╭─ MATERIAL TO PROCESS

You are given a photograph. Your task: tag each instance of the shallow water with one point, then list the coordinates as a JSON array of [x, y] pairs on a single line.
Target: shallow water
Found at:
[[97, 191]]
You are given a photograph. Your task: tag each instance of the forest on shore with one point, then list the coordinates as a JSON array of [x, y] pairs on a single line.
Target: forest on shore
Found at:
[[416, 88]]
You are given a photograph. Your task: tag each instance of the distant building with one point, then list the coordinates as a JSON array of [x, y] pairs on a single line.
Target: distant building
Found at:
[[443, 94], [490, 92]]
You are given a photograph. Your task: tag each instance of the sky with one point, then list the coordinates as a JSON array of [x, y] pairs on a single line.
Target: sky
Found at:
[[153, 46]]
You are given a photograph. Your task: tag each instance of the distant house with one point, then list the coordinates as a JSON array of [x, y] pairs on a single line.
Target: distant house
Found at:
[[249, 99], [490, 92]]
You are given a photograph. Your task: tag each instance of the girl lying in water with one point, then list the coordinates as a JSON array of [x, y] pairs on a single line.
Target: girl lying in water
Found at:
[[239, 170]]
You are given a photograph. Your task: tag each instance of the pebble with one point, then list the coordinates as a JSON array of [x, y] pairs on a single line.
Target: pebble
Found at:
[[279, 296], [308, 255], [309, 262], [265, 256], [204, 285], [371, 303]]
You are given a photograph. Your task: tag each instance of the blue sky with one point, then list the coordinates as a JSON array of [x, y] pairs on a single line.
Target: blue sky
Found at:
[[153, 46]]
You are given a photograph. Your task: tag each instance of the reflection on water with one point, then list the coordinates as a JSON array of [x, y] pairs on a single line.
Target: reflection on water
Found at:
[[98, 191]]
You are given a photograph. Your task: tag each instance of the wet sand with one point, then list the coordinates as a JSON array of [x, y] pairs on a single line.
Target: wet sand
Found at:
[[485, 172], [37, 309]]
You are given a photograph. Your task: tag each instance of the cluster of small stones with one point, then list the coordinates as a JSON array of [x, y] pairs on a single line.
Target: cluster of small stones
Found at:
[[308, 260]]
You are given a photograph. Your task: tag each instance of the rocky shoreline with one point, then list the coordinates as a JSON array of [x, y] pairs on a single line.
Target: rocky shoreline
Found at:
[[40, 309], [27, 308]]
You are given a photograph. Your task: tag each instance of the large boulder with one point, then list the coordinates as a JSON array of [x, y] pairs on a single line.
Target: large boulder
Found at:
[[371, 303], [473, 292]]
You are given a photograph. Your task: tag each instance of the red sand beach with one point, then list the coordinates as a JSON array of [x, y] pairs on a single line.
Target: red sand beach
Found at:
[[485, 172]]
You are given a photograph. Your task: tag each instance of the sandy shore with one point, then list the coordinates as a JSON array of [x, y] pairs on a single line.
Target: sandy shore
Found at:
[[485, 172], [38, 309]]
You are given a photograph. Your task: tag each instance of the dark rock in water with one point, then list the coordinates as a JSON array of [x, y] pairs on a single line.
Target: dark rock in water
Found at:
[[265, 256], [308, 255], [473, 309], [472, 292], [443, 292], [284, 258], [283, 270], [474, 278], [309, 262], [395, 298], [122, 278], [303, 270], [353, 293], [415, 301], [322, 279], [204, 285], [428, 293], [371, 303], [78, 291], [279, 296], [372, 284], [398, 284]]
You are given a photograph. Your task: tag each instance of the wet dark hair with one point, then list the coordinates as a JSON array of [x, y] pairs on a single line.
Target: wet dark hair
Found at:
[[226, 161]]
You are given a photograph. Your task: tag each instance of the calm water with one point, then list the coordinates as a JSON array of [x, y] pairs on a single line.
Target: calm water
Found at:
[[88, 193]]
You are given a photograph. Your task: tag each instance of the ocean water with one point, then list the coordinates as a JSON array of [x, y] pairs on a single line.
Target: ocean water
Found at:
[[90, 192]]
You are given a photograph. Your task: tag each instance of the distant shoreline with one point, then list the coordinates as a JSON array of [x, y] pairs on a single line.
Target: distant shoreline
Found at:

╰─

Reproduce every one of the lines above without any change.

**REPLY**
You are given a photograph. Your task: tag each instance of the shallow water with one point, then list the coordinates as a JSON array of [x, y] pairs on a single line.
Target: shallow water
Found at:
[[97, 191]]
You are given a photograph. Your task: tag each instance of the forest on shore with one point, then list the coordinates as a JSON array of [x, y] pairs on a single line.
Target: forest on shore
Found at:
[[416, 88]]
You are given a photograph. Your task: tag each instance of the distant building with one point, then list the coordinates as a JSON array of [x, y] pairs on a single line.
Target: distant building
Found at:
[[443, 94], [490, 92]]
You are given a photograph. Your task: tag each instance of the sky with one point, then list the coordinates as a JSON array of [x, y] pairs on a single line.
Target: sky
Found at:
[[153, 46]]
You are given a photograph. Your task: tag each instance of the distant house with one point, then list the coordinates as a JSON array of [x, y] pairs on a single line.
Target: distant house
Found at:
[[249, 99], [490, 92]]
You are given a photograph. Your task: tag each instance of the girl lying in water with one point, then list the coordinates as a JSON array of [x, y] pairs on a single line.
Target: girl lying in water
Found at:
[[239, 170]]
You are given a photograph. Your task: tag each instance of the pebble with one point, then list the coordinates as a JSON array of [x, y] pairs on a single line.
Target: pebble
Found at:
[[279, 296], [308, 255], [309, 262], [265, 256], [204, 285], [371, 303]]
You are given a photograph. Your task: tag each instance of the blue sky with one point, then list the coordinates as a JSON array of [x, y] pairs on a single line.
Target: blue sky
Found at:
[[153, 46]]
You are given a photograph. Your task: tag each instance of the reflection on water with one point, then list the coordinates as a JSON array of [x, y] pairs on a single line.
Target: reflection on water
Found at:
[[98, 191]]
You are given a photograph. Your task: tag each instance of the wet sand with one point, then list the coordinates as a JSON array of [x, y] pairs on a single line.
Target: wet sand
Found at:
[[485, 172], [37, 309]]
You are given a photograph. Your task: tag each instance of the cluster of small stones with one point, then list the coordinates as a JSON array of [x, y] pairs on a single line.
Target: cluster of small stones
Found at:
[[308, 260]]
You are given a photograph. Your task: tag each instance of the rocky shoreline with one point, then list the coordinates as a JSON array of [x, y] pairs on a single line.
Target: rocky shoreline
Found at:
[[40, 309], [27, 308]]
You are given a photograph. Your task: tag each instance of the large boulder with one point, then list the coordinates as a JSON array of [x, y] pairs on a single line.
Target: large boulder
Found at:
[[371, 303], [473, 292]]
You are given a photograph. Your task: tag each instance of the red sand beach with one point, then list the coordinates as a JSON array of [x, y] pairs on a single line.
Target: red sand beach
Found at:
[[485, 172]]
You are given a photograph. Your task: tag each instance of the sandy shore with one point, then list the coordinates as a JSON array of [x, y] pairs on a single line.
Target: sandy shore
Found at:
[[485, 172], [38, 309]]
You are given a photograph. Your task: tag each instance of the dark rock in water with one point, then list the coordinates as a JSON array of [x, y] pairs on a single line.
Target: dark rock in water
Found at:
[[265, 256], [308, 255], [473, 309], [472, 292], [443, 292], [284, 258], [283, 270], [474, 278], [309, 262], [395, 298], [122, 278], [303, 270], [353, 293], [415, 301], [322, 279], [204, 285], [428, 293], [371, 303], [78, 291], [279, 296], [372, 284], [398, 284]]
You are given a photograph. Your task: tag each instance of the wet dark hair with one point, then list the coordinates as a JSON array of [x, y] pairs on a single line.
Target: wet dark hair
Found at:
[[226, 161]]
You are given a photograph. Your task: tag each instance of the calm water with one point, then list the coordinates as a JSON array of [x, y] pairs on a single line.
Target: calm water
Found at:
[[88, 193]]
You are given a photograph. Your task: tag each instance of the ocean water with one point, then list the coordinates as a JSON array of [x, y] pairs on a single line.
Target: ocean water
Found at:
[[90, 192]]
You are given a photograph. Your task: tag each instance of the distant shoreline with one point, then list the coordinates as a JSON array of [x, y] pairs on a single line.
Target: distant shoreline
Found at:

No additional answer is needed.